RECORDED DATA:
*-*-*
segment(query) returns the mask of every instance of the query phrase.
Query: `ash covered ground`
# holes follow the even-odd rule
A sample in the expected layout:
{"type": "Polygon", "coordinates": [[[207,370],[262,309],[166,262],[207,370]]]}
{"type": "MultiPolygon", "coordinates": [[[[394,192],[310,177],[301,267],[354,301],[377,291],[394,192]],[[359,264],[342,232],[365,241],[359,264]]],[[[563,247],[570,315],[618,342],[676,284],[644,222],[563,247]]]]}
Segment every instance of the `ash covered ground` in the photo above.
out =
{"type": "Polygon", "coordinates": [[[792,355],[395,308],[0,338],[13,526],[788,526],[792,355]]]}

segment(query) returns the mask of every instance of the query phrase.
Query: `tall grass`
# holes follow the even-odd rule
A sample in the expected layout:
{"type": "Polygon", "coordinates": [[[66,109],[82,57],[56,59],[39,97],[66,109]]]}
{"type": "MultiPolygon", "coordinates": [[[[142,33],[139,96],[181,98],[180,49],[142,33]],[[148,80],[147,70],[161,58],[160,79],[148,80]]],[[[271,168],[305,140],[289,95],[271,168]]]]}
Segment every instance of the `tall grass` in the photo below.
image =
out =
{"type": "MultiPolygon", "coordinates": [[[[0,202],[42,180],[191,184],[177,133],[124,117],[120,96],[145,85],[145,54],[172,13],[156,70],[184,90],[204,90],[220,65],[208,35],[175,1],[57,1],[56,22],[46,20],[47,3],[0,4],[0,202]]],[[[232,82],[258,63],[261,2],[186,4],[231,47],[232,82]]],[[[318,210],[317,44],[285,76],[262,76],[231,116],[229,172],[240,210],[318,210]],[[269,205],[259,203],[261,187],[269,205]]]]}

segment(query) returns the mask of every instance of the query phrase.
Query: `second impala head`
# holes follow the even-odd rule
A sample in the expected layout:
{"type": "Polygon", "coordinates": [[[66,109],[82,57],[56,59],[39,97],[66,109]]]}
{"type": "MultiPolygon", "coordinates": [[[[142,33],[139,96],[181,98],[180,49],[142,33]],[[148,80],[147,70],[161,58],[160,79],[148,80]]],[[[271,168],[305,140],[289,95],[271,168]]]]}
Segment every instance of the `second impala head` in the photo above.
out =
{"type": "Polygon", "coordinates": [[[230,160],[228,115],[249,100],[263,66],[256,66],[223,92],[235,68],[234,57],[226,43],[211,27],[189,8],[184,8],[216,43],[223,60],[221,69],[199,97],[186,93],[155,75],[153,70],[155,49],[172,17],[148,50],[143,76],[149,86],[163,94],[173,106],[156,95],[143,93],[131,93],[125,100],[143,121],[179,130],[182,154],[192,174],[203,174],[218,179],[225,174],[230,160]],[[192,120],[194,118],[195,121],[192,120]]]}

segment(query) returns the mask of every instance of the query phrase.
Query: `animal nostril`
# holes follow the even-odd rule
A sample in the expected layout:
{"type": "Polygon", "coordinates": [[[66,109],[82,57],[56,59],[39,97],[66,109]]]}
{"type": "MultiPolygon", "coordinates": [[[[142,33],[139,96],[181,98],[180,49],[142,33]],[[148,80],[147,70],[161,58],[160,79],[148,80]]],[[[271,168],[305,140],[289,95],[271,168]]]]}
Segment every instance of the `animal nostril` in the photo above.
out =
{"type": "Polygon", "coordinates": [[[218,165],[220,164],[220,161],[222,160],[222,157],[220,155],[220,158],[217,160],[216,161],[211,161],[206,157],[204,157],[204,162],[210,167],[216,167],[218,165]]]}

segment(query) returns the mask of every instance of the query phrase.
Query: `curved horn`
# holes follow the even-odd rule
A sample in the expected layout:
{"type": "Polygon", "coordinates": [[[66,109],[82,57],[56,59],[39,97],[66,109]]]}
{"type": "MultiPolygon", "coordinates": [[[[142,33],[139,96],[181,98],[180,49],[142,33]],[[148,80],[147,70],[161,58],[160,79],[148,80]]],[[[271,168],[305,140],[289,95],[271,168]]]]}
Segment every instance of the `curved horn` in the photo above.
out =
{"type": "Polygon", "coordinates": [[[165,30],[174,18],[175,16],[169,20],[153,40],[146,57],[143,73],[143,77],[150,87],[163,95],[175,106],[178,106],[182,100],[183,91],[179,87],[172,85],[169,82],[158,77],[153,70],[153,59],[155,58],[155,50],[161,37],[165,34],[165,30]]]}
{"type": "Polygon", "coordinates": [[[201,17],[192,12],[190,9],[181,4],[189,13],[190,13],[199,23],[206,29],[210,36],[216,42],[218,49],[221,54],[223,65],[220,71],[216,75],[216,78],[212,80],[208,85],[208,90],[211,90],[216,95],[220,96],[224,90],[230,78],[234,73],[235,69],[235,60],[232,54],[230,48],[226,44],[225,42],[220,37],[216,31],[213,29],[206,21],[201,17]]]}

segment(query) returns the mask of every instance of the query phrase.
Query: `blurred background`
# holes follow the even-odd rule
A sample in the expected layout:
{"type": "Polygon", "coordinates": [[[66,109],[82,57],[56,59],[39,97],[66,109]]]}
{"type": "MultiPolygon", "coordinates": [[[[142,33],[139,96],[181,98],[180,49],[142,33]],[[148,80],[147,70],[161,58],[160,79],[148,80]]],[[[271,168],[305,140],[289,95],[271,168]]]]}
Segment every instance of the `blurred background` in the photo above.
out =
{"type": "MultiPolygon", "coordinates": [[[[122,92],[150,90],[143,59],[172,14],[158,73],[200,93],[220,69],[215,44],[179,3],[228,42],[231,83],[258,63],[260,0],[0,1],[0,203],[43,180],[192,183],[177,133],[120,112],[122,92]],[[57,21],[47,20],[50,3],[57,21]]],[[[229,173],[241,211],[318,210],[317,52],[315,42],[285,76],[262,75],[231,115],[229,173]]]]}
*-*-*
STATED PROBLEM:
Every entry above needs to be quoted exactly.

ANSWER FOR THIS EXERCISE:
segment(query) returns the mask of every instance of the query phrase.
Query: `ash covered ground`
# holes follow the even-odd rule
A sample in the expected layout:
{"type": "Polygon", "coordinates": [[[207,370],[262,309],[166,262],[207,370]]]}
{"type": "MultiPolygon", "coordinates": [[[[394,192],[310,177],[301,267],[354,301],[377,291],[394,192]],[[359,264],[342,232],[365,241],[359,264]]],[[[563,247],[570,315],[618,342],[676,284],[644,222],[563,247]]]]}
Segment every instance of the `ash covered ground` in the photo above.
out =
{"type": "Polygon", "coordinates": [[[792,355],[395,308],[0,338],[13,526],[788,526],[792,355]]]}

segment(query) returns the mask of every instance of the query phrase.
Query: `tall grass`
# holes follow the even-odd rule
A sample in the expected layout:
{"type": "Polygon", "coordinates": [[[66,109],[82,57],[56,59],[39,97],[66,109]]]}
{"type": "MultiPolygon", "coordinates": [[[[142,33],[139,96],[181,98],[180,49],[142,33]],[[148,80],[147,70],[161,58],[160,79],[148,80]]],[[[271,168],[305,140],[289,95],[271,168]]]]}
Segment every instance of the `tall grass` in the photo below.
image =
out =
{"type": "MultiPolygon", "coordinates": [[[[0,202],[42,180],[191,184],[177,133],[124,117],[120,96],[145,85],[145,54],[172,13],[156,70],[184,90],[204,90],[220,65],[208,35],[175,1],[57,1],[56,22],[46,20],[47,3],[0,4],[0,202]]],[[[232,82],[258,63],[261,2],[186,4],[231,47],[232,82]]],[[[318,210],[317,44],[285,76],[262,76],[231,116],[229,172],[240,210],[318,210]],[[269,205],[259,203],[261,187],[269,205]]]]}

segment(query) returns the mask of every instance of the query phrase.
Query: `second impala head`
# holes follow the even-odd rule
A sample in the expected layout:
{"type": "Polygon", "coordinates": [[[66,109],[82,57],[56,59],[39,97],[66,109]]]}
{"type": "MultiPolygon", "coordinates": [[[[142,33],[139,96],[181,98],[180,49],[142,33]],[[148,80],[147,70],[161,58],[160,79],[148,80]]],[[[271,168],[305,140],[289,95],[271,168]]]]}
Segment every instance of the `second impala head` in the photo above.
out =
{"type": "Polygon", "coordinates": [[[230,160],[228,115],[249,100],[263,66],[256,66],[223,92],[235,68],[234,57],[226,43],[211,27],[189,8],[184,8],[216,43],[223,60],[221,69],[199,97],[186,93],[155,75],[153,70],[155,49],[172,17],[148,50],[143,76],[149,86],[163,94],[173,106],[156,95],[143,93],[131,93],[125,100],[143,121],[179,130],[182,154],[192,174],[203,174],[218,179],[225,174],[230,160]],[[192,120],[194,118],[195,121],[192,120]]]}

segment(query) returns the mask of every instance of the query phrase.
Query: `animal nostril`
# holes follow the even-odd rule
A sample in the expected layout:
{"type": "Polygon", "coordinates": [[[66,109],[82,57],[56,59],[39,97],[66,109]]]}
{"type": "MultiPolygon", "coordinates": [[[[142,33],[139,96],[181,98],[180,49],[142,33]],[[148,80],[147,70],[161,58],[160,79],[148,80]]],[[[271,168],[305,140],[289,95],[271,168]]]]}
Segment every instance of the `animal nostril` in the photo above.
out =
{"type": "Polygon", "coordinates": [[[218,165],[220,164],[220,161],[222,160],[222,157],[220,155],[220,158],[217,160],[216,161],[211,161],[206,157],[204,157],[204,162],[210,167],[216,167],[218,165]]]}

segment(query) returns the mask of every instance of the query phrase.
Query: `curved horn`
# holes follow the even-odd rule
A sample in the expected layout:
{"type": "Polygon", "coordinates": [[[66,109],[82,57],[56,59],[39,97],[66,109]]]}
{"type": "MultiPolygon", "coordinates": [[[[142,33],[139,96],[181,98],[180,49],[142,33]],[[148,80],[147,70],[161,58],[160,79],[148,80]]],[[[271,168],[305,140],[289,95],[271,168]]]]}
Segment every instance of the `curved horn` in the photo above.
out =
{"type": "Polygon", "coordinates": [[[165,30],[174,18],[175,16],[169,20],[153,40],[146,57],[143,73],[143,77],[150,87],[163,95],[175,106],[178,106],[182,100],[183,91],[179,87],[172,85],[169,82],[158,77],[153,70],[153,59],[155,58],[155,50],[161,37],[165,34],[165,30]]]}
{"type": "Polygon", "coordinates": [[[201,17],[192,12],[190,9],[181,4],[189,13],[190,13],[199,23],[206,29],[210,36],[216,42],[218,49],[221,54],[223,65],[220,71],[216,75],[216,78],[212,80],[208,85],[208,90],[211,90],[216,95],[220,96],[224,90],[230,78],[234,73],[235,69],[235,60],[232,54],[230,48],[226,44],[225,42],[220,37],[216,31],[213,29],[206,21],[201,17]]]}

segment(query) returns the mask of every instance of the query phrase.
Query: `blurred background`
# holes follow the even-odd rule
A sample in the expected layout:
{"type": "Polygon", "coordinates": [[[66,109],[82,57],[56,59],[39,97],[66,109]]]}
{"type": "MultiPolygon", "coordinates": [[[[142,33],[139,96],[181,98],[180,49],[142,33]],[[148,80],[147,70],[161,58],[160,79],[148,80]]],[[[271,168],[305,140],[289,95],[271,168]]]]}
Segment every instance of the `blurred background` in the photo above.
out =
{"type": "MultiPolygon", "coordinates": [[[[122,92],[150,90],[143,59],[172,14],[158,73],[200,93],[220,69],[215,44],[179,3],[228,42],[231,83],[258,63],[260,0],[0,1],[0,203],[43,180],[192,183],[177,133],[120,112],[122,92]],[[57,21],[47,20],[50,3],[57,21]]],[[[229,173],[241,211],[318,210],[317,52],[315,42],[285,76],[262,75],[231,115],[229,173]]]]}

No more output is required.